[Start of Text]

With the passing of the seasons and the sight of the colors of the rainbow arcing across the sky, God has once again reminded us that He is faithful and true. He will keep His promises. We can put our hope and trust in Him and His Word even as Noah did so long ago. All glory be to Him!

~ The Billy Goat ~

Wednesday, August 18, 2004

Going "Back Home"

We just spent a few days visiting my parents. They still live in the same area, and on the same farm where I grew up. Dad has long since stopped farming, and the land is rented out.

There are so many memories in that area; the farm I grew up on with the river cutting across the middle, the old school building, the sleepy rural town, the country roads, and the land I used to help Dad till with tractor and implement.

Now days the only farmers in the area that have their fields fenced off are the Amish. As you drive around the country side, many a barn and silo stand empty and unused. In many places the barns and silos that once stood there are long gone, including some that once stood on our farm.

When we drive up M-99, we see one barn still standing, the name "Britton" faded but still readable on its siding. My 2nd great-grandfather brought his family from Vermont to Michigan, and settled on that farm about 150 years ago. The farm stayed in another part of the family line for over 100 years before finally being sold off to someone outside the family.

Down the road and around the corner from where Mom and Dad live stands the house my grand-parents built back around 1916. My Dad was born in that house, and I spent the first five years of my life in that house. Memories... So many memories...

Mom and I went out to the Burt Cemetery where many of her family are laid to rest. We brushed the grass clippings off of Grandma's stone, and Uncle Bob's stone, and the stone for my Grandpa who died when momma was only seven years old so I never got to see or know him. Grandpa's twin brother, Uncle Stub and his wife are laid to rest there also. It's been 30 years since Grandma left us, and I still miss her...

Over in another part of the cemetery lie Grandpa's parents. My Great-grandma's stone was obscured by the over grown perennial flowers. I thinned them back, and once again the sun lighted up the engraving on the stone.

[End of Text]

→ **What the exercise asks**
Answer these questions from the blog post above.
(a) What name is still readable on the siding of the barn seen along M-99?
(b) Around what year did the grandparents build the house down the road from where Mom and Dad live?
(c) What was covering the Great-grandma's stone at the cemetery?

[Start of Supplied entries]

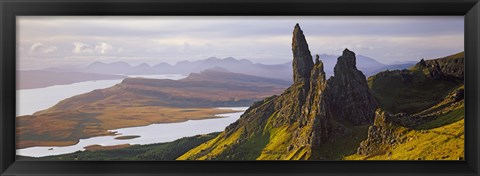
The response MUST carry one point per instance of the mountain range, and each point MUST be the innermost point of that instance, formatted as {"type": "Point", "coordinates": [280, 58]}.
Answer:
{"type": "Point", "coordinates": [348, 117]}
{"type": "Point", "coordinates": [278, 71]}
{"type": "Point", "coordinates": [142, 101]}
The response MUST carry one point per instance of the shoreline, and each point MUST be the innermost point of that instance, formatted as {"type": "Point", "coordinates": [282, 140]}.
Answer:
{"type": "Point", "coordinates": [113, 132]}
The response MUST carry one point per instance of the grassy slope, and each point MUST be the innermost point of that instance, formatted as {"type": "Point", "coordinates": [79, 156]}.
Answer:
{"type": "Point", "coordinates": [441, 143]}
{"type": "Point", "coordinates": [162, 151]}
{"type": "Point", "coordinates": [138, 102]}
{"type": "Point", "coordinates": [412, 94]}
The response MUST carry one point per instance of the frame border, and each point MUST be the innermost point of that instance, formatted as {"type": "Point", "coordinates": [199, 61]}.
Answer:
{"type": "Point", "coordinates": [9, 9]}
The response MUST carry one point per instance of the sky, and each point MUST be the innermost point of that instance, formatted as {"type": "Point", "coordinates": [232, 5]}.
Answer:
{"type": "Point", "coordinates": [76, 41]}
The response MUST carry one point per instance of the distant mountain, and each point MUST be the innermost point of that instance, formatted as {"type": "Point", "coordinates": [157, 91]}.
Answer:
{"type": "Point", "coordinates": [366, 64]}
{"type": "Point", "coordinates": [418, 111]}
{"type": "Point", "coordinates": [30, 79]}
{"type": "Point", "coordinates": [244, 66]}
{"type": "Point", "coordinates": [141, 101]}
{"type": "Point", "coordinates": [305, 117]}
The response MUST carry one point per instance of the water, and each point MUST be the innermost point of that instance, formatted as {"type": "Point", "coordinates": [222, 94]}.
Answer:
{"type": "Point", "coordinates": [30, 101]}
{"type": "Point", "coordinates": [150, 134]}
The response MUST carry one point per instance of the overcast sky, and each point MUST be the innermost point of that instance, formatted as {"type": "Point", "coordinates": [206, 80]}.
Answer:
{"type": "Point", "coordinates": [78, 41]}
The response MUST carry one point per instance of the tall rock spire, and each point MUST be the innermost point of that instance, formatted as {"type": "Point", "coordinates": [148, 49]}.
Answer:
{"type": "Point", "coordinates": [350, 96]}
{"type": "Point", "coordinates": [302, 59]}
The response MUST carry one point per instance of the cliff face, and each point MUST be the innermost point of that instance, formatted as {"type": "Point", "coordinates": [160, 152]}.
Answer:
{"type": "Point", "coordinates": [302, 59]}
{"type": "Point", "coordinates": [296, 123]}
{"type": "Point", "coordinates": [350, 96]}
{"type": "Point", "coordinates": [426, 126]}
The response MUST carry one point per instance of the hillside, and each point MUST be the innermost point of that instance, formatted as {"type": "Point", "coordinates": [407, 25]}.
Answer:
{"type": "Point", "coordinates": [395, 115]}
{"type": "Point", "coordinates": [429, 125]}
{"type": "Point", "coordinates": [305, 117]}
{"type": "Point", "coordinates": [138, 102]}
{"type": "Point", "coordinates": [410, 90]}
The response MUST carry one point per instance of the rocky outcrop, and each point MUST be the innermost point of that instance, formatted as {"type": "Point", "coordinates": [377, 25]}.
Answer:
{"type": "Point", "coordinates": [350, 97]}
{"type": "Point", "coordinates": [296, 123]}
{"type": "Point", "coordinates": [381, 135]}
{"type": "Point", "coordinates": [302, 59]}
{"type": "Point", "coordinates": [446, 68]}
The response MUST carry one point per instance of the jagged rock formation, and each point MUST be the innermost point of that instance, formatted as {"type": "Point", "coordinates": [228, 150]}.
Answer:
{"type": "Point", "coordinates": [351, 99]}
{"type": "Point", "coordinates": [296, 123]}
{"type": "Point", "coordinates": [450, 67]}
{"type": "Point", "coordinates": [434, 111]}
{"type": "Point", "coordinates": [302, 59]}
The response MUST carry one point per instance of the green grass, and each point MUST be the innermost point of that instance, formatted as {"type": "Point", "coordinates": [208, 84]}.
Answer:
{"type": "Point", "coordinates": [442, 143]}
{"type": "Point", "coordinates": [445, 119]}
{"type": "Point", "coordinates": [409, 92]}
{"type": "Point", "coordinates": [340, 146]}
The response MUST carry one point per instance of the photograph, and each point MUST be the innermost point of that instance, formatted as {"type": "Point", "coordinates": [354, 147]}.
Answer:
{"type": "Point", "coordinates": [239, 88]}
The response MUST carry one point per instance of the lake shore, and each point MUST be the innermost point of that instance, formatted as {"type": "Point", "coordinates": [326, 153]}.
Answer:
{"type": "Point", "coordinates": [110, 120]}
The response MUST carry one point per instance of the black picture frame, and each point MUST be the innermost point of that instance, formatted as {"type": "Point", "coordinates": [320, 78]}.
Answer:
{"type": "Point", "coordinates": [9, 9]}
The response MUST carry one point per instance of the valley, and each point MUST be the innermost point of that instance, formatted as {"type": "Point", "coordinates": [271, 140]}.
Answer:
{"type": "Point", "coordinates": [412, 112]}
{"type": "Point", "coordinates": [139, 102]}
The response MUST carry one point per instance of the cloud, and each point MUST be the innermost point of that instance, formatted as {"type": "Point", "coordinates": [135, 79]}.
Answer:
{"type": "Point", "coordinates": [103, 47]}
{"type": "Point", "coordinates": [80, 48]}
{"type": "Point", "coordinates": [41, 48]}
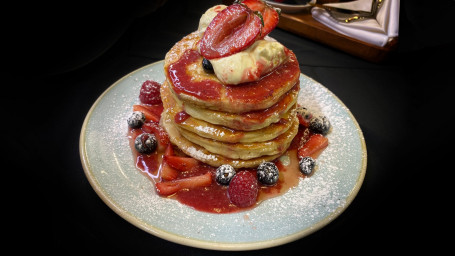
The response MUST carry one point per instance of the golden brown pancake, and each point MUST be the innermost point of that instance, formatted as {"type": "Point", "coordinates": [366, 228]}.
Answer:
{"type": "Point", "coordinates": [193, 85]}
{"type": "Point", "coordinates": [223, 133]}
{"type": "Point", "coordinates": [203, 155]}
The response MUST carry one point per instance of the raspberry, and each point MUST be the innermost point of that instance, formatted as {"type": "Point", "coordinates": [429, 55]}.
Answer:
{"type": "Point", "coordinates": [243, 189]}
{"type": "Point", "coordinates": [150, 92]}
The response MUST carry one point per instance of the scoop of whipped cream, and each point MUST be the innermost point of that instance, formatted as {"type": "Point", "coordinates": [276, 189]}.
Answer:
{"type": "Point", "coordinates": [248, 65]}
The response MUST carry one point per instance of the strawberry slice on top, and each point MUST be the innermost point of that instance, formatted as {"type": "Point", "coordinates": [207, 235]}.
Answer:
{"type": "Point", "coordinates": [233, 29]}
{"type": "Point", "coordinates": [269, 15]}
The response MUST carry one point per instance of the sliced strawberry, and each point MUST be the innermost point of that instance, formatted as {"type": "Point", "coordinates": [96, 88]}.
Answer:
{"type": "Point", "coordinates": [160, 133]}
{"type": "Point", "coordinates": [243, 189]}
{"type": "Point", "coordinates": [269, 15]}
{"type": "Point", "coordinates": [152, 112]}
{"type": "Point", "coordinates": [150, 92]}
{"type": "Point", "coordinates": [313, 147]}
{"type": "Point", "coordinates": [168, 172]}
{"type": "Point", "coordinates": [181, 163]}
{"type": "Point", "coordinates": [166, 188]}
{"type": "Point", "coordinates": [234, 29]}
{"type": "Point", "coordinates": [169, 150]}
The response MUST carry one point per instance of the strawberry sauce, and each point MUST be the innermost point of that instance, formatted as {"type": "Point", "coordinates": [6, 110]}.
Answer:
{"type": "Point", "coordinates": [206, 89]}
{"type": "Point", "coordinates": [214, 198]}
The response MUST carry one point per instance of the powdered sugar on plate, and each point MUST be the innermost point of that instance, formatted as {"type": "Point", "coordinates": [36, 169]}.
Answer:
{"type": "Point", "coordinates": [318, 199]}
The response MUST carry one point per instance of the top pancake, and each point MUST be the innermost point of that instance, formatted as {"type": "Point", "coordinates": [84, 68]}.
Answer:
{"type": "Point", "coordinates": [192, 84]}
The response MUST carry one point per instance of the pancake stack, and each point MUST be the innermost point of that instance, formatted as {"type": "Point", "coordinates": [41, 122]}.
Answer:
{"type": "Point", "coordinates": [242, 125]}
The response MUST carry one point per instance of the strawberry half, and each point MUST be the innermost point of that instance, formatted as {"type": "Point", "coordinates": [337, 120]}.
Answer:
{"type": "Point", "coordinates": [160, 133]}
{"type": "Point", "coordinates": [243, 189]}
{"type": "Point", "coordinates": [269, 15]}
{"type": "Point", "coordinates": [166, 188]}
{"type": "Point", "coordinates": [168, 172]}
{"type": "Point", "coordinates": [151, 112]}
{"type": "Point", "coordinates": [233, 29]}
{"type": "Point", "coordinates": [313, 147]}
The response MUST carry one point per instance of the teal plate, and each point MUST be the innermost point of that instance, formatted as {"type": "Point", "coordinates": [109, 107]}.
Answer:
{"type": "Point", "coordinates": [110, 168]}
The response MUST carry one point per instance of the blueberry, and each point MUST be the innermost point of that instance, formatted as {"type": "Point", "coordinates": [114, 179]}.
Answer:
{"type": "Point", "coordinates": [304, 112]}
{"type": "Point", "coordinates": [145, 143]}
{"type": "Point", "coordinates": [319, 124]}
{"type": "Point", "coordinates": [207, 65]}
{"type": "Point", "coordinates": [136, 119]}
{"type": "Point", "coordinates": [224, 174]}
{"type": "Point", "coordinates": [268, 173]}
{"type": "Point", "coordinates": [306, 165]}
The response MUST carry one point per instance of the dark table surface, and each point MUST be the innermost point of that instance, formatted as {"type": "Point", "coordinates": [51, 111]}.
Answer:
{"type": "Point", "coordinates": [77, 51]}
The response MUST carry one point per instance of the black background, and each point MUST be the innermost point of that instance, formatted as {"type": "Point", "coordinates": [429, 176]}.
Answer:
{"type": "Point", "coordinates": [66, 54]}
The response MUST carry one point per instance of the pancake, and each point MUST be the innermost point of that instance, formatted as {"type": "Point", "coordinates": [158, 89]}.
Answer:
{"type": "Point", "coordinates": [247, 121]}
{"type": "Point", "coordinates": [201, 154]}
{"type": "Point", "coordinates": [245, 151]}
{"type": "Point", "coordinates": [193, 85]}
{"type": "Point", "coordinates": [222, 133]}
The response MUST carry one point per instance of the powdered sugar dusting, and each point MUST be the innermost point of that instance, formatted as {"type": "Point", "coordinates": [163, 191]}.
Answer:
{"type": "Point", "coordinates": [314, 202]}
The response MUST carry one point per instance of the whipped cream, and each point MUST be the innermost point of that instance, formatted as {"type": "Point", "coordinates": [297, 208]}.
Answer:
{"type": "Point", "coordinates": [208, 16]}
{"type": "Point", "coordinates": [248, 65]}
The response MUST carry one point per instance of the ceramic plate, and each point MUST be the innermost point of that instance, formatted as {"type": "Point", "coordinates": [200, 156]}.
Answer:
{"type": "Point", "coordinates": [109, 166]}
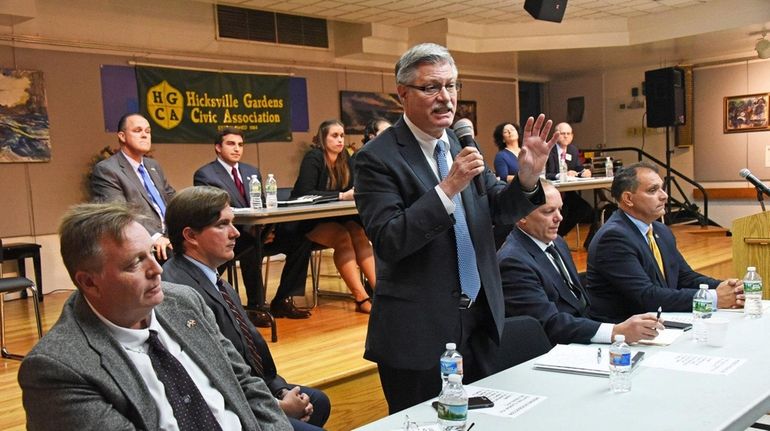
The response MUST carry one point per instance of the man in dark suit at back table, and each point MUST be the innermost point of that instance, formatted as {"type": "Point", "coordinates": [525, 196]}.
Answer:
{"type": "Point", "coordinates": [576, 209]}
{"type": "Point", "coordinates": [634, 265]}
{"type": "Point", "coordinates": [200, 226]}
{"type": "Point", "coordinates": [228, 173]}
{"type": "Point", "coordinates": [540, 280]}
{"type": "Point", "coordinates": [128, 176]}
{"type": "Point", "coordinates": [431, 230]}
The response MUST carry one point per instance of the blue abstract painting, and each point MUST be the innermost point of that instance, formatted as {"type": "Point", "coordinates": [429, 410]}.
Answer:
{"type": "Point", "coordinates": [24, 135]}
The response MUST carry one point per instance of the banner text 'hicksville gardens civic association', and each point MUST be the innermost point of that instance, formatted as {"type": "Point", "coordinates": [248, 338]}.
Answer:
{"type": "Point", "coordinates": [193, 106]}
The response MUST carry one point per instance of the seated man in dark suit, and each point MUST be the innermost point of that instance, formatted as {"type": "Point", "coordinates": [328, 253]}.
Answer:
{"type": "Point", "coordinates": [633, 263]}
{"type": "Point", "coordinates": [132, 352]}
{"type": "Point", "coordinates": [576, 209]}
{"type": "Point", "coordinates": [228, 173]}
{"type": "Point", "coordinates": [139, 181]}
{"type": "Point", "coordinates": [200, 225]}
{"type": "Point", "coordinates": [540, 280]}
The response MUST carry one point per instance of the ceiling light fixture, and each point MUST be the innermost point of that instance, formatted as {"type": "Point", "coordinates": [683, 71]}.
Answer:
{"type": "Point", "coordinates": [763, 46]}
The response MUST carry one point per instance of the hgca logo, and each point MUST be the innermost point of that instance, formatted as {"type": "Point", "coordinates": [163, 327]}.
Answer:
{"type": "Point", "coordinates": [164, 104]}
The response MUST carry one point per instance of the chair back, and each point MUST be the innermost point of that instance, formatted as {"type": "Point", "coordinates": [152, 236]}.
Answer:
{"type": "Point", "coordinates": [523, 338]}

[End of Supplied entries]

→ **Written response**
(a) Britton
(b) Around 1916
(c) Overgrown perennial flowers